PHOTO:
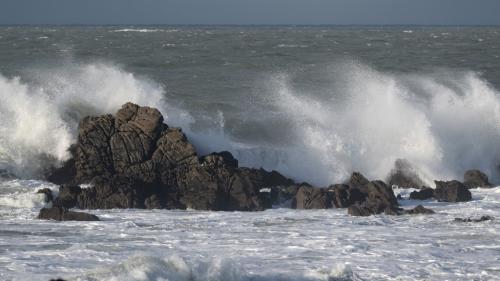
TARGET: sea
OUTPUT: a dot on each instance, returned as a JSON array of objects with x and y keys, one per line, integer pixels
[{"x": 315, "y": 103}]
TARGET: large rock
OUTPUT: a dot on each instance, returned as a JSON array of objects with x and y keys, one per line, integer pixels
[
  {"x": 379, "y": 198},
  {"x": 134, "y": 160},
  {"x": 451, "y": 191},
  {"x": 62, "y": 214},
  {"x": 476, "y": 178},
  {"x": 404, "y": 175}
]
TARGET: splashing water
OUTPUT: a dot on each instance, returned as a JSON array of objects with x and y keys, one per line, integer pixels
[{"x": 442, "y": 122}]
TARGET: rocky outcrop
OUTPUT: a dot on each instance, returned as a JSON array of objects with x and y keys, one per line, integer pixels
[
  {"x": 134, "y": 160},
  {"x": 481, "y": 219},
  {"x": 59, "y": 213},
  {"x": 476, "y": 178},
  {"x": 404, "y": 176},
  {"x": 423, "y": 194},
  {"x": 47, "y": 193},
  {"x": 451, "y": 191}
]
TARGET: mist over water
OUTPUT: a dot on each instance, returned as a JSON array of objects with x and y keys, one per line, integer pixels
[{"x": 314, "y": 103}]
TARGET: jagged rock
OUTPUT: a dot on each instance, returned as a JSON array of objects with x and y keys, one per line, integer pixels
[
  {"x": 308, "y": 197},
  {"x": 419, "y": 210},
  {"x": 481, "y": 219},
  {"x": 134, "y": 160},
  {"x": 451, "y": 191},
  {"x": 404, "y": 175},
  {"x": 423, "y": 194},
  {"x": 62, "y": 214},
  {"x": 357, "y": 180},
  {"x": 400, "y": 211},
  {"x": 114, "y": 193},
  {"x": 379, "y": 198},
  {"x": 48, "y": 194},
  {"x": 476, "y": 178},
  {"x": 345, "y": 195},
  {"x": 67, "y": 196}
]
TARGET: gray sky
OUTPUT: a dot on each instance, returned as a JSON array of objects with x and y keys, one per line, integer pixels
[{"x": 447, "y": 12}]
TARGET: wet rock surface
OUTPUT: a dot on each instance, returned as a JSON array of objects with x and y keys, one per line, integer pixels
[{"x": 59, "y": 213}]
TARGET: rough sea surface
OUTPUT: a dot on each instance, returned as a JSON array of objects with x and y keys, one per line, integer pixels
[{"x": 315, "y": 103}]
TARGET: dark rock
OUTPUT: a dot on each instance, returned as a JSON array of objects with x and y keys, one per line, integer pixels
[
  {"x": 48, "y": 194},
  {"x": 423, "y": 194},
  {"x": 404, "y": 176},
  {"x": 114, "y": 193},
  {"x": 357, "y": 180},
  {"x": 483, "y": 218},
  {"x": 64, "y": 174},
  {"x": 395, "y": 211},
  {"x": 345, "y": 195},
  {"x": 62, "y": 214},
  {"x": 68, "y": 195},
  {"x": 313, "y": 198},
  {"x": 451, "y": 191},
  {"x": 379, "y": 198},
  {"x": 476, "y": 178}
]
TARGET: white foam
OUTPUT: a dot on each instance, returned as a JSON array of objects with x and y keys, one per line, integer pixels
[{"x": 40, "y": 118}]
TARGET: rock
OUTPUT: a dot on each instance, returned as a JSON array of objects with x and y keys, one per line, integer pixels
[
  {"x": 345, "y": 195},
  {"x": 357, "y": 180},
  {"x": 476, "y": 178},
  {"x": 451, "y": 191},
  {"x": 68, "y": 195},
  {"x": 379, "y": 198},
  {"x": 481, "y": 219},
  {"x": 114, "y": 192},
  {"x": 48, "y": 194},
  {"x": 134, "y": 160},
  {"x": 419, "y": 210},
  {"x": 313, "y": 198},
  {"x": 404, "y": 175},
  {"x": 415, "y": 211},
  {"x": 423, "y": 194},
  {"x": 62, "y": 214}
]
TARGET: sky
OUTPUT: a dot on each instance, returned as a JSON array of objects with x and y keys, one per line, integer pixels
[{"x": 363, "y": 12}]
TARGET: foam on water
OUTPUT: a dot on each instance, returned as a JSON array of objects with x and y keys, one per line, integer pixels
[{"x": 278, "y": 244}]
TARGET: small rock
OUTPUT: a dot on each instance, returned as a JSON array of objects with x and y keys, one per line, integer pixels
[
  {"x": 476, "y": 178},
  {"x": 423, "y": 194},
  {"x": 404, "y": 175},
  {"x": 48, "y": 194},
  {"x": 483, "y": 218},
  {"x": 451, "y": 191}
]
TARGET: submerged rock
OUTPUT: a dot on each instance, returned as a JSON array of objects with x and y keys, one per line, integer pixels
[
  {"x": 48, "y": 194},
  {"x": 481, "y": 219},
  {"x": 62, "y": 214},
  {"x": 476, "y": 178},
  {"x": 423, "y": 194},
  {"x": 134, "y": 160},
  {"x": 451, "y": 191},
  {"x": 404, "y": 175}
]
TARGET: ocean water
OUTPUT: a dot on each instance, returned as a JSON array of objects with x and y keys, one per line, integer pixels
[{"x": 314, "y": 103}]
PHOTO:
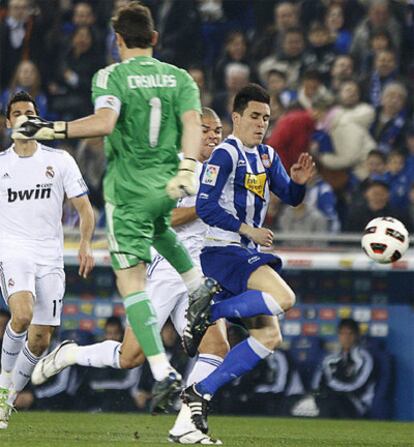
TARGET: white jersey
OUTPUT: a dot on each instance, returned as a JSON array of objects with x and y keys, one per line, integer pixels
[
  {"x": 32, "y": 191},
  {"x": 192, "y": 233}
]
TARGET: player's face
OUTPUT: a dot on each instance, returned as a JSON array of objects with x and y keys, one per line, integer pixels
[
  {"x": 252, "y": 125},
  {"x": 212, "y": 135},
  {"x": 18, "y": 109}
]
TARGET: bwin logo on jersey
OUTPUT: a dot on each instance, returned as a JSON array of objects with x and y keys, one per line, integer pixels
[{"x": 41, "y": 192}]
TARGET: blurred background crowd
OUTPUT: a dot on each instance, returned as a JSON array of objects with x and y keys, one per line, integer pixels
[{"x": 340, "y": 74}]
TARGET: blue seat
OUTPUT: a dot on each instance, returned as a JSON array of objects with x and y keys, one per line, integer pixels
[
  {"x": 384, "y": 375},
  {"x": 307, "y": 353}
]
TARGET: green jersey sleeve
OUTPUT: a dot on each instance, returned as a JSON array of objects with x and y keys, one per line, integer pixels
[
  {"x": 188, "y": 94},
  {"x": 106, "y": 82}
]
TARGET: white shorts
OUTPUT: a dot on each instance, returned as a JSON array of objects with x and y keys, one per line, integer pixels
[
  {"x": 168, "y": 293},
  {"x": 45, "y": 282}
]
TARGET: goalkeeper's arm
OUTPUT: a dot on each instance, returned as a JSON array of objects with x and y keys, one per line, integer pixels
[
  {"x": 100, "y": 124},
  {"x": 184, "y": 183}
]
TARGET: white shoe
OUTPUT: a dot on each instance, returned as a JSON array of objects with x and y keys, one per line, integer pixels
[
  {"x": 5, "y": 409},
  {"x": 52, "y": 363},
  {"x": 193, "y": 437}
]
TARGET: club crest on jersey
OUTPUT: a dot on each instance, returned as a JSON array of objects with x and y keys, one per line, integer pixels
[
  {"x": 210, "y": 175},
  {"x": 50, "y": 173},
  {"x": 265, "y": 160},
  {"x": 256, "y": 183}
]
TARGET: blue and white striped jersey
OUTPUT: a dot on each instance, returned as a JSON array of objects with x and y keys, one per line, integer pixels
[{"x": 235, "y": 188}]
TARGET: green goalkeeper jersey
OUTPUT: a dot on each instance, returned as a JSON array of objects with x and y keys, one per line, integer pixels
[{"x": 142, "y": 151}]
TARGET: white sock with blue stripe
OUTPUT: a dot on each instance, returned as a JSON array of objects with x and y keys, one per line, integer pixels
[
  {"x": 205, "y": 365},
  {"x": 25, "y": 363},
  {"x": 12, "y": 345}
]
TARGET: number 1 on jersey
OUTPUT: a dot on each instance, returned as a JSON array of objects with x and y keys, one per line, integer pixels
[{"x": 155, "y": 121}]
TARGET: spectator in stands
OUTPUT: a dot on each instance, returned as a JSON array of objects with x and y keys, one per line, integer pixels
[
  {"x": 179, "y": 25},
  {"x": 390, "y": 117},
  {"x": 286, "y": 16},
  {"x": 376, "y": 204},
  {"x": 235, "y": 50},
  {"x": 398, "y": 180},
  {"x": 236, "y": 76},
  {"x": 409, "y": 149},
  {"x": 26, "y": 78},
  {"x": 385, "y": 71},
  {"x": 380, "y": 40},
  {"x": 320, "y": 195},
  {"x": 411, "y": 202},
  {"x": 290, "y": 58},
  {"x": 292, "y": 134},
  {"x": 276, "y": 84},
  {"x": 320, "y": 53},
  {"x": 345, "y": 382},
  {"x": 379, "y": 17},
  {"x": 311, "y": 89},
  {"x": 335, "y": 22},
  {"x": 342, "y": 70},
  {"x": 76, "y": 68},
  {"x": 347, "y": 126},
  {"x": 199, "y": 76},
  {"x": 21, "y": 38}
]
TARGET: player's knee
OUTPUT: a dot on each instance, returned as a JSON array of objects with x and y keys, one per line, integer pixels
[
  {"x": 21, "y": 321},
  {"x": 129, "y": 362},
  {"x": 287, "y": 299},
  {"x": 38, "y": 343},
  {"x": 219, "y": 348}
]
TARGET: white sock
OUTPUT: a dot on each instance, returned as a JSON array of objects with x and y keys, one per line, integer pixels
[
  {"x": 12, "y": 345},
  {"x": 192, "y": 279},
  {"x": 205, "y": 365},
  {"x": 160, "y": 366},
  {"x": 98, "y": 355},
  {"x": 25, "y": 363}
]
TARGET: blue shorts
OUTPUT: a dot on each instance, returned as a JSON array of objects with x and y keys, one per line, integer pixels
[{"x": 231, "y": 267}]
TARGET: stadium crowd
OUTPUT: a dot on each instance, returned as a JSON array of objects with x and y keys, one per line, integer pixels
[{"x": 340, "y": 75}]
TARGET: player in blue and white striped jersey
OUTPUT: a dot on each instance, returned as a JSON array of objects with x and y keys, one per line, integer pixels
[{"x": 233, "y": 199}]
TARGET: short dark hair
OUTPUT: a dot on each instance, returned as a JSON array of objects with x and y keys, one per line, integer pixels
[
  {"x": 21, "y": 97},
  {"x": 349, "y": 323},
  {"x": 252, "y": 92},
  {"x": 5, "y": 313},
  {"x": 134, "y": 23}
]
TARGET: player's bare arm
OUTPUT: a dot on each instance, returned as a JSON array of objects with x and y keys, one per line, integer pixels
[
  {"x": 86, "y": 227},
  {"x": 303, "y": 170},
  {"x": 181, "y": 216},
  {"x": 101, "y": 123}
]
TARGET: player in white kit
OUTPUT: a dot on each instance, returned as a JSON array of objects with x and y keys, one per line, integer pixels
[
  {"x": 34, "y": 180},
  {"x": 169, "y": 296}
]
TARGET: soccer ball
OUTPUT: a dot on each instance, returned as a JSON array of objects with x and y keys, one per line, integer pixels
[{"x": 385, "y": 240}]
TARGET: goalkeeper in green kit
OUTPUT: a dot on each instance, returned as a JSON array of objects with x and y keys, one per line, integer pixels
[{"x": 148, "y": 110}]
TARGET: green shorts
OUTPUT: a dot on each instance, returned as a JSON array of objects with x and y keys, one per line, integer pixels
[{"x": 131, "y": 229}]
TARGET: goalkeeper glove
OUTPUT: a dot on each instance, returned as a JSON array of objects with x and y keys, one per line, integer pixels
[
  {"x": 36, "y": 128},
  {"x": 184, "y": 183}
]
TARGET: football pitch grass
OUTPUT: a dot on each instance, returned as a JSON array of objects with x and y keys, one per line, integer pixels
[{"x": 46, "y": 429}]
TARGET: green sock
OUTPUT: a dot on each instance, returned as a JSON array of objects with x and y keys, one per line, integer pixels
[
  {"x": 168, "y": 245},
  {"x": 143, "y": 321}
]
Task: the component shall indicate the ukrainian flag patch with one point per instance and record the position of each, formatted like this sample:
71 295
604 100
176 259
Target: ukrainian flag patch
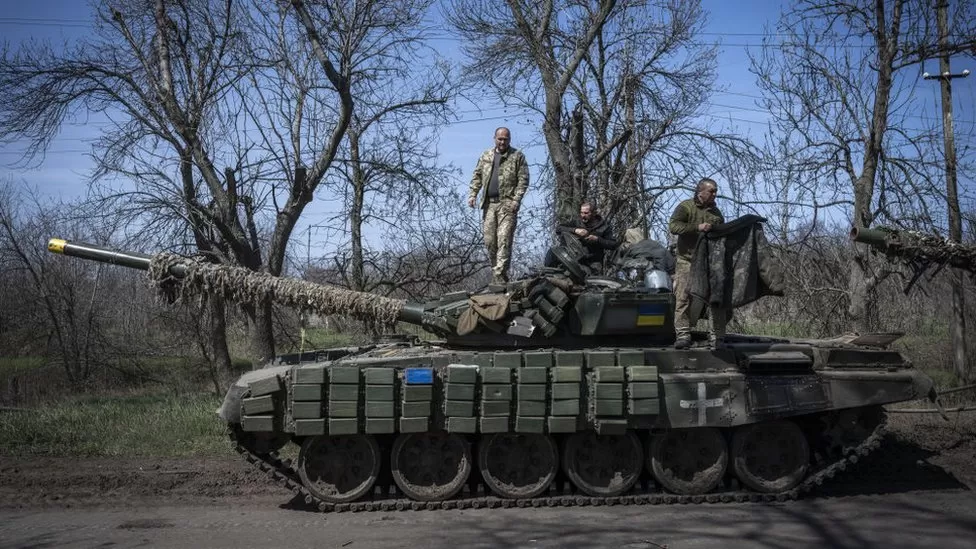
651 314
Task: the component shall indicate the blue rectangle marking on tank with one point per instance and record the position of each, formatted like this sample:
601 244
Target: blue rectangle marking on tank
418 376
651 314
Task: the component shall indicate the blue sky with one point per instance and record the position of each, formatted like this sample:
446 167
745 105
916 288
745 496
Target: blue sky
735 25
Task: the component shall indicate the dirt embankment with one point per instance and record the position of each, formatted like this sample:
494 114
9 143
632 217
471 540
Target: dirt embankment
920 452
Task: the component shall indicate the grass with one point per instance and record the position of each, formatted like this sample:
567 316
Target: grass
13 365
160 425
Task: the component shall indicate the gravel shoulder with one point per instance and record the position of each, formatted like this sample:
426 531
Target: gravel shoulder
920 452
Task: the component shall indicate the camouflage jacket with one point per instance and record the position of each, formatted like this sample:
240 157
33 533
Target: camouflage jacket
684 223
513 176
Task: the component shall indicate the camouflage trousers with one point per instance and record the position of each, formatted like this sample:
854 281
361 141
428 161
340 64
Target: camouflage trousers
682 325
499 228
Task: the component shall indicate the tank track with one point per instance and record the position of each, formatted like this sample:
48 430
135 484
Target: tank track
280 471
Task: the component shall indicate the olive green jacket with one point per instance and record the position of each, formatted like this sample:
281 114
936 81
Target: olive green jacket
684 223
513 176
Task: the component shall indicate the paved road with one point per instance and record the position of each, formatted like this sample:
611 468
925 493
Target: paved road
917 519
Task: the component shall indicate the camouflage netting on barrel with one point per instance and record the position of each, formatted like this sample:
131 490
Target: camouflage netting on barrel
918 250
245 286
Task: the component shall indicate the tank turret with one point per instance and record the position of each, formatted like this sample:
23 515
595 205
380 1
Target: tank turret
549 308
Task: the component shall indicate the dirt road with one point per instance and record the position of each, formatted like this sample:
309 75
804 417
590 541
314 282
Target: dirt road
917 491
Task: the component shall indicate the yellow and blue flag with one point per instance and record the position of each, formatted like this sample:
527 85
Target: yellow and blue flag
651 314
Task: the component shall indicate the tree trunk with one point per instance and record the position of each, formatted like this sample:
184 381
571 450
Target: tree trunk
356 212
221 365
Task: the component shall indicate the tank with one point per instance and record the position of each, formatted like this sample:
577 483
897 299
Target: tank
556 389
920 251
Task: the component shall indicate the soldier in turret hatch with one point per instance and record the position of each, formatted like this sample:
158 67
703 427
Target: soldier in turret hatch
692 217
503 172
593 233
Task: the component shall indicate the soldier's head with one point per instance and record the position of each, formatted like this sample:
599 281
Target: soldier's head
705 192
503 138
587 211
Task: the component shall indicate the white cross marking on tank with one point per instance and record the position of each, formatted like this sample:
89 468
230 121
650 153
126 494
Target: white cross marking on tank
702 403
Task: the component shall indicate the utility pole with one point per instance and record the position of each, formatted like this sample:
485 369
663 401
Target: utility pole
957 324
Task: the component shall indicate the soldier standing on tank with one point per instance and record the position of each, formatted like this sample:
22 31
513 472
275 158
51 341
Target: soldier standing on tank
504 174
692 217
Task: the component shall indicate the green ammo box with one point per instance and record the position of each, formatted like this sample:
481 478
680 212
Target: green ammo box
537 359
493 424
609 391
459 391
344 392
596 359
344 375
561 424
458 373
507 360
460 408
379 426
461 424
610 374
496 375
382 393
265 386
343 409
569 358
630 358
643 390
380 376
496 392
644 406
306 410
264 424
415 409
414 393
532 392
343 426
561 391
309 427
531 408
609 407
529 424
306 392
642 373
565 408
309 374
567 374
533 375
379 409
495 408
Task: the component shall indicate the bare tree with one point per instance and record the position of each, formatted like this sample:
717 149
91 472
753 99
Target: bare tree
620 86
839 84
264 88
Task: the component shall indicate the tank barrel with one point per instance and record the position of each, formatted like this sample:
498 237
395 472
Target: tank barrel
133 260
244 285
916 248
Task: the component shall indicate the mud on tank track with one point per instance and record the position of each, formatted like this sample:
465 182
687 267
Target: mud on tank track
916 453
881 474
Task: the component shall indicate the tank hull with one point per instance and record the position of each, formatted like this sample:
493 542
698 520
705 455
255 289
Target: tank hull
635 413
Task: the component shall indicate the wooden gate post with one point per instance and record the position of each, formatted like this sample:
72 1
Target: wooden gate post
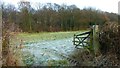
96 44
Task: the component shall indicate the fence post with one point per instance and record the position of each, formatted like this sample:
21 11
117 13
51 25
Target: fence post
96 40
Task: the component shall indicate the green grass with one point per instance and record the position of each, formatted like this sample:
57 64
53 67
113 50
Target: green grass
46 36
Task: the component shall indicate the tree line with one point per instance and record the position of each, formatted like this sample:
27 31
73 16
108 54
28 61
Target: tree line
52 17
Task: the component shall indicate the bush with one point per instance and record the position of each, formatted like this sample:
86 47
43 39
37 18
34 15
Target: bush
109 39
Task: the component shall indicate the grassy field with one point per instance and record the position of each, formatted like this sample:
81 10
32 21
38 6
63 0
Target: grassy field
45 36
35 43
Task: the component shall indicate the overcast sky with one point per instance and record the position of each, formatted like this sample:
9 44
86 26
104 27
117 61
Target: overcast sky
104 5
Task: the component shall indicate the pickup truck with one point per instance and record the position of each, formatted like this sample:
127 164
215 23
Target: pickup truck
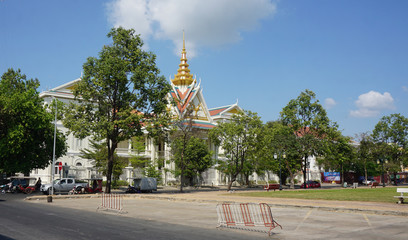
63 185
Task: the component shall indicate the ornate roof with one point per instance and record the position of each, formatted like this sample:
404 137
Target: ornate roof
183 76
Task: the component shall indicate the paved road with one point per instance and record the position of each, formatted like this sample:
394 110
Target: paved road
24 220
197 211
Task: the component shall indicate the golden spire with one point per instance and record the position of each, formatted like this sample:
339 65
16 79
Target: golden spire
183 76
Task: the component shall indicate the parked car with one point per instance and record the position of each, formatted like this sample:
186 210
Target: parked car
311 184
63 185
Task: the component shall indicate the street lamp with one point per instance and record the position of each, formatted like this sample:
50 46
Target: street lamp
382 161
280 169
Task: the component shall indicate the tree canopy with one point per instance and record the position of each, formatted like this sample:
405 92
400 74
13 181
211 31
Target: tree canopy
26 127
120 93
309 122
238 138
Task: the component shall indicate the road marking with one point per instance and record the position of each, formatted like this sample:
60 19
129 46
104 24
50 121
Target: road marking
304 219
368 221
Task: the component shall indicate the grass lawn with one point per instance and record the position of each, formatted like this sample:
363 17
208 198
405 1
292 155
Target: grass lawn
378 194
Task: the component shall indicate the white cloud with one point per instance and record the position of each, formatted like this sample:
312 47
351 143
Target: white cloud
372 103
209 23
329 103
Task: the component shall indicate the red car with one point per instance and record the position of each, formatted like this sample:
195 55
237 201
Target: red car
311 184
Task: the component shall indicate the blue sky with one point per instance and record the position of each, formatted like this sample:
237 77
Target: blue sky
352 54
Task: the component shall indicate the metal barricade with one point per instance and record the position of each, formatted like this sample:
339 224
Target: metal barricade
112 201
247 216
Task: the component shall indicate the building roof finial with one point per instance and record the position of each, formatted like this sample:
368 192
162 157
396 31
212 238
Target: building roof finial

-- -- --

-- Work to complete --
The lines in the records above that include the word "jersey" must be copied out.

-- Output below --
TARGET: white jersey
TARGET: bwin logo on jersey
TARGET: green jersey sleeve
TARGET: club crest on jersey
TARGET: blue and white striped jersey
TARGET: green goalkeeper jersey
TARGET: number 1 on jersey
TARGET: player in blue and white striped jersey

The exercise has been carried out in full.